Extrait du document:
((

Retour de concessions et développement durable
Recherche de solutions
Pour de nombreuses centrales hydroélectriques, le moment du retour de concession approche à grands pas. Or, force est de constater que les bases légales laissent diverses questions en suspens. Cet article tente de clarifier certains cas particuliers liés à la portée du droit de retour, et propose des solutions en fonction de l’usage et de l’utilité de certains équipements.
Au sortir de la 2e guerre mondiale, «l’énergie hydraulique flatte la conscience collective de la Suisse: un petit peuple, au beau milieu de l’Europe, parvient à dompter l’eau, et dans une nature hostile, à tirer parti de l’énergie la plus pure qui soit grâce à ses innombrables ingénieurs et inventeurs de machines – dans l’intérêt du développement du pays» [1]. C’est l’épopée de la construction des grands barrages qui commence… et 80 ans plus tard, le temps des retours de concessions arrive.
La fin d’une concession hydraulique ne signifie pas la fin de vie d’un aménagement hydroélectrique, mais la fin d’une mise à disposition temporaire de la ressource «eau». Dans un esprit de développement durable, il est primordial d’encourager les efforts de maintenance, de réhabilitations et de mises à niveau technique dans le but de pérenniser un état de fonctionnement adapté et de rétribuer à sa juste valeur le travail réalisé.
Flou juridique
Les bases légales liées au droit de retour et les dispositions des concessions laissent cependant des questions juridiques, économiques et techniques en suspens. Elles font place à différentes interprétations. Si de nombreux retours de concessions ont déjà eu lieu et si des chemins ont été trouvés entre concédants et concessionnaires pour poursuivre l’aventure de l’hydraulique [2], la convoitise augmente au vu des enjeux économiques d’un patrimoine industriel d’une valeur estimée à 40 milliards CHF [3], tout en omettant les risques industriels et la valorisation du travail accompli par le passé pour le long terme.
Un groupe de travail de l’Association suisse pour l’aménagement des eaux (ASAE) a élaboré un guide pour les discussions à venir sur le droit de retour [4, 5] en se basant sur un avis de droit [6]. Ce dernier donne certes un cadre, mais différents points nécessitent de trouver des solutions entre concédant et concessionnaire. Les ingénieurs ont réussi à concevoir et à construire ces aménagements, ils réussiront à imaginer et à poursuivre l’aventure en se basant sur les principes de développement durable. En effet, lors de retour de concessions, un aménagement et son exploitant ne doivent pas subir les conséquences des discussions entre concessionnaires et concédants, et ce, afin de garantir la sécurité, la disponibilité, l’efficience et la durabilité de la production.

))

Données fournies:
((

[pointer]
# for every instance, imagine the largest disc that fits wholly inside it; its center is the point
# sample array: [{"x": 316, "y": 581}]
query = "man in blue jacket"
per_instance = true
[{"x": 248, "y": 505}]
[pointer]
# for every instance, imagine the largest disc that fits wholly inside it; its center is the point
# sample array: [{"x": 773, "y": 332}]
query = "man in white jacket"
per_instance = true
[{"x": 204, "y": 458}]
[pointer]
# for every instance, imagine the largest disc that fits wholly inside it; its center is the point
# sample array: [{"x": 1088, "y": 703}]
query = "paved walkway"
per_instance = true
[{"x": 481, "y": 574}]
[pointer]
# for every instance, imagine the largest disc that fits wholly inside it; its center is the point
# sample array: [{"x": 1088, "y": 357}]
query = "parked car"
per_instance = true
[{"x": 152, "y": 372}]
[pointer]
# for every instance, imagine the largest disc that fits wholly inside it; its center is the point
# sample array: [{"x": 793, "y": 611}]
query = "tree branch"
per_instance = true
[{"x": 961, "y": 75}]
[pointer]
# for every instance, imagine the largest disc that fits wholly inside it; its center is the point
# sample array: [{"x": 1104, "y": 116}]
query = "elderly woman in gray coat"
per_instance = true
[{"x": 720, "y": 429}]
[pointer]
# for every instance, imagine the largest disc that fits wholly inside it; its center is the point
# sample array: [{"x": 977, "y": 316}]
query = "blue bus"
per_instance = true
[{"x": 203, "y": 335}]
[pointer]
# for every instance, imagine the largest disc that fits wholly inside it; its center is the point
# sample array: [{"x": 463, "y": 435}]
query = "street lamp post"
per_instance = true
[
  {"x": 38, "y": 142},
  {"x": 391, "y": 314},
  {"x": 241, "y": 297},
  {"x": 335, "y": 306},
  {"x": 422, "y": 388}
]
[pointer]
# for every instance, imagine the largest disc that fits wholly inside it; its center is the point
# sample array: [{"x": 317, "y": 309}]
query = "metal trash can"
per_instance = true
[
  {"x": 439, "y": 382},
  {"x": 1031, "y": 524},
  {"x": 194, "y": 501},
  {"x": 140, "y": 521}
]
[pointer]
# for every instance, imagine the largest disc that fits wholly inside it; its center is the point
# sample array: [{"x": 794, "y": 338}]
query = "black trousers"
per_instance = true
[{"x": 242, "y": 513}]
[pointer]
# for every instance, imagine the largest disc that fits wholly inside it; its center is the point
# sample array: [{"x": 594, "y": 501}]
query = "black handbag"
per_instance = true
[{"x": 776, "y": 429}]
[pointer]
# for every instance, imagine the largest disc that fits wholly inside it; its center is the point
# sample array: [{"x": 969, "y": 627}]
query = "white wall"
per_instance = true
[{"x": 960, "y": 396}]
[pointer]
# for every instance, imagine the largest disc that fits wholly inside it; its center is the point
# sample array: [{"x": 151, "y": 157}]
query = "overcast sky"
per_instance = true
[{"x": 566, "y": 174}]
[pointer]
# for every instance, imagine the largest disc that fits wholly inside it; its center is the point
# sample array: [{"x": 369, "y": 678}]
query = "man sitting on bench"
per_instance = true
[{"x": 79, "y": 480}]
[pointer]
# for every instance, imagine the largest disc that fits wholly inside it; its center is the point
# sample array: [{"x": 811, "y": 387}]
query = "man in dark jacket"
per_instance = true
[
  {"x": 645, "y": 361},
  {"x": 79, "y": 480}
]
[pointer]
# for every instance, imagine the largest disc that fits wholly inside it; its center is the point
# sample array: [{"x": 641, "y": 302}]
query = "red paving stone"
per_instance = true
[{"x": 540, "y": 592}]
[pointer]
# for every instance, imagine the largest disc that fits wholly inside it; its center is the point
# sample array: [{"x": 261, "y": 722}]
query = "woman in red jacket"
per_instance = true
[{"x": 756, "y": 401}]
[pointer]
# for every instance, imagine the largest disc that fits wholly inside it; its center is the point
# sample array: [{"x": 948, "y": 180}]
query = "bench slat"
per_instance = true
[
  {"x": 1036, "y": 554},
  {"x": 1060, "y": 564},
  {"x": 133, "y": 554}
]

))

Exercice court A: D'après l'extrait sur le retour des concessions hydroélectriques, à combien la valeur du patrimoine industriel en jeu est-elle estimée ?
Exercice court B: Rédigez la suite de l'extrait sur le retour des concessions hydroélectriques après sa dernière phrase, s'il vous plaît.

Réponse A: À 40 milliards CHF.

Réponse B:
Si les articles [7] et [8] se focalisaient sur les notions de durée d’utilité et sur les effets des stratégies de maintenance en proposant de valoriser l’entretien et la performance future des actifs, cet article a pour objectifs de contribuer à clarifier certains cas particuliers liés à la portée du droit de retour, laissés ouverts par les législations et l’avis de droit [6], et de proposer des solutions en fonction de l’usage et de l’utilité de certains équipements (non exhaustifs).
Portée du droit de retour
Le droit de retour s’étend aux parties d’installations nécessaires pour assurer la fonction opérationnelle de l’aménagement hydroélectrique. La procédure permettant de définir les parties d’une centrale faisant l’objet du droit de retour se déroule en deux étapes, décrites dans la figure 1 [4–6].
Le guide de l’ASAE contient une liste incluant la manière dont les parties de l’installation doivent être concrètement attribuées ainsi que les durées d’utilisation attendues sur la base des expériences des exploitants de centrales. Cependant, deux rubriques soulèvent des questions: les parties d’installations non nécessaires à l’exploitation et celles nécessaires à l’exploitation, mais qui ne correspondent à aucune des installations énumérées de manière exhaustive à l’art. 67, al. 1, let. a et b de la loi fédérale sur l’utilisation des forces hydrauliques (LFH) – ces parties n’étant pas considérées comme faisant partie du périmètre du droit de retour. Les dispositions suivantes s’appliqueraient alors [6]:
- Ces parties d’installations ne sont pas soumises à l’obligation d’entretien du concessionnaire selon l’art. 67, al. 3 LFH, et pourraient ne pas être maintenues en état de fonctionnement.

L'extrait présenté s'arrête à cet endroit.